(Annotation dataset entries)
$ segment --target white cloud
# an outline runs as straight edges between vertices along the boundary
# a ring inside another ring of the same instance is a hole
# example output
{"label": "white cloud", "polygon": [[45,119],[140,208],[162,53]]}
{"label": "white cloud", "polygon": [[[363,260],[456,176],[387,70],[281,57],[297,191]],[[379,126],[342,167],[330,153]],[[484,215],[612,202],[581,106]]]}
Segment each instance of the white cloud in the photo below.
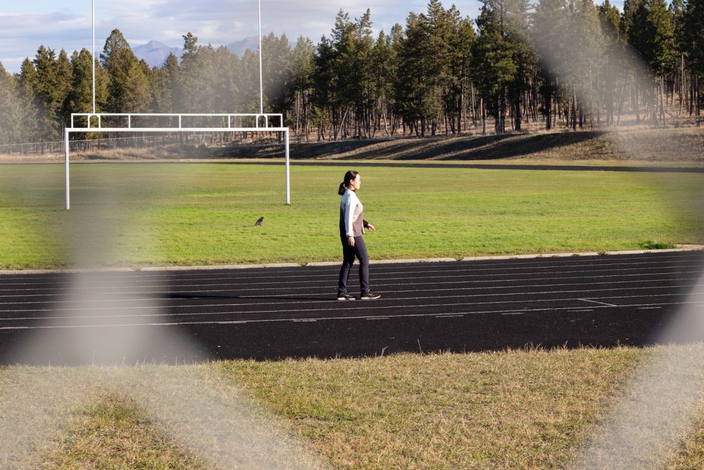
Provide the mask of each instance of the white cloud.
{"label": "white cloud", "polygon": [[[69,53],[90,48],[91,4],[84,0],[39,0],[27,6],[27,13],[0,13],[0,57],[10,71],[18,71],[21,60],[32,57],[40,44]],[[444,2],[449,8],[453,2]],[[463,16],[476,18],[479,0],[453,2]],[[264,34],[286,33],[289,40],[300,35],[314,42],[329,37],[335,16],[341,8],[350,18],[359,18],[367,8],[372,12],[375,34],[388,32],[394,24],[405,25],[410,11],[422,12],[427,1],[377,0],[362,3],[354,0],[262,0]],[[44,12],[39,11],[44,8]],[[48,10],[47,8],[51,8]],[[18,11],[17,7],[13,8]],[[30,11],[32,10],[32,12]],[[52,11],[53,10],[53,11]],[[255,0],[96,0],[96,49],[102,50],[110,32],[119,29],[133,45],[151,40],[181,47],[182,36],[193,32],[199,43],[215,46],[238,41],[258,32],[257,1]],[[14,65],[13,65],[14,63]]]}

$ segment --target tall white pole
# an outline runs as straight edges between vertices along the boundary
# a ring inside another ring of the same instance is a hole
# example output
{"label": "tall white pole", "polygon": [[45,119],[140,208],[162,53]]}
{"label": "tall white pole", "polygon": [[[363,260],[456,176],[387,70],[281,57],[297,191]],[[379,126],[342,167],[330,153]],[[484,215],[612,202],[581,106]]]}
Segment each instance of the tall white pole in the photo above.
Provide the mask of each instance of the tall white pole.
{"label": "tall white pole", "polygon": [[291,205],[291,177],[289,175],[289,128],[284,132],[286,136],[286,204]]}
{"label": "tall white pole", "polygon": [[[264,113],[264,92],[262,86],[262,1],[258,0],[259,6],[259,113]],[[259,118],[257,118],[257,120]]]}
{"label": "tall white pole", "polygon": [[66,210],[71,209],[71,194],[70,194],[70,180],[68,178],[68,129],[64,128],[63,130],[63,151],[65,152],[65,156],[66,158],[65,161],[65,171],[66,171]]}
{"label": "tall white pole", "polygon": [[[95,0],[93,0],[93,8],[92,11],[93,20],[92,22],[93,27],[93,52],[91,56],[91,61],[93,63],[93,114],[95,114]],[[90,118],[88,118],[90,120]],[[88,127],[90,127],[89,123]]]}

§ TASK TO COMPLETE
Extract every line of the listing above verbatim, and leave the pictures out of your answer.

§ FINAL RESULT
$ segment --target white cloud
# an outline runs as straight edges between vertices along the boundary
# a ring inside another ring of the same instance is a hole
# example output
{"label": "white cloud", "polygon": [[45,119],[140,208],[162,53]]}
{"label": "white cloud", "polygon": [[[363,260],[456,176],[387,70],[281,57],[297,191]],[[379,126],[342,167],[330,153]],[[484,215],[612,202],[581,106]]]}
Segment each instance of the white cloud in the photo below.
Provide the mask of each instance of the white cloud.
{"label": "white cloud", "polygon": [[[69,53],[90,48],[91,4],[84,0],[39,0],[27,6],[27,13],[0,13],[0,57],[10,71],[18,71],[21,60],[32,57],[40,44]],[[444,2],[449,8],[453,2]],[[463,16],[476,18],[479,0],[453,2]],[[264,34],[286,33],[289,40],[300,35],[314,42],[329,37],[335,16],[341,8],[350,18],[359,18],[367,8],[372,12],[375,34],[388,32],[394,24],[405,25],[410,11],[422,12],[427,1],[377,0],[362,3],[354,0],[262,0]],[[44,12],[39,11],[44,8]],[[48,10],[47,8],[51,8]],[[18,11],[17,7],[13,8]],[[30,11],[32,10],[32,12]],[[52,11],[53,10],[53,11]],[[255,0],[96,0],[96,49],[102,50],[110,32],[119,29],[133,45],[151,40],[181,47],[182,36],[193,32],[199,43],[215,46],[238,41],[258,32],[257,1]],[[14,65],[13,65],[14,63]]]}

$ segment --target tall white pole
# an outline runs as straight edges between vertices along the boundary
# a ring inside another ring of the same instance is a hole
# example output
{"label": "tall white pole", "polygon": [[45,119],[140,208],[162,53]]}
{"label": "tall white pole", "polygon": [[[363,260],[456,176],[387,70],[281,57],[297,191]],[[379,126],[342,167],[330,153]],[[484,215],[612,202],[581,106]]]}
Segment each instance of the tall white pole in the photo above.
Provide the mask of each instance of the tall white pole.
{"label": "tall white pole", "polygon": [[291,205],[291,177],[289,175],[289,128],[284,132],[286,136],[286,204]]}
{"label": "tall white pole", "polygon": [[[264,113],[264,92],[262,86],[262,1],[258,0],[259,6],[259,113]],[[259,118],[257,118],[257,120]]]}
{"label": "tall white pole", "polygon": [[66,210],[71,209],[71,194],[70,194],[70,180],[68,178],[68,129],[64,128],[63,130],[63,151],[65,152],[65,156],[66,158],[65,161],[65,171],[66,171]]}
{"label": "tall white pole", "polygon": [[[95,0],[93,0],[93,8],[92,11],[93,20],[92,22],[93,27],[93,52],[91,56],[91,61],[93,63],[93,114],[95,114]],[[90,118],[88,118],[90,120]],[[88,127],[90,127],[89,123]]]}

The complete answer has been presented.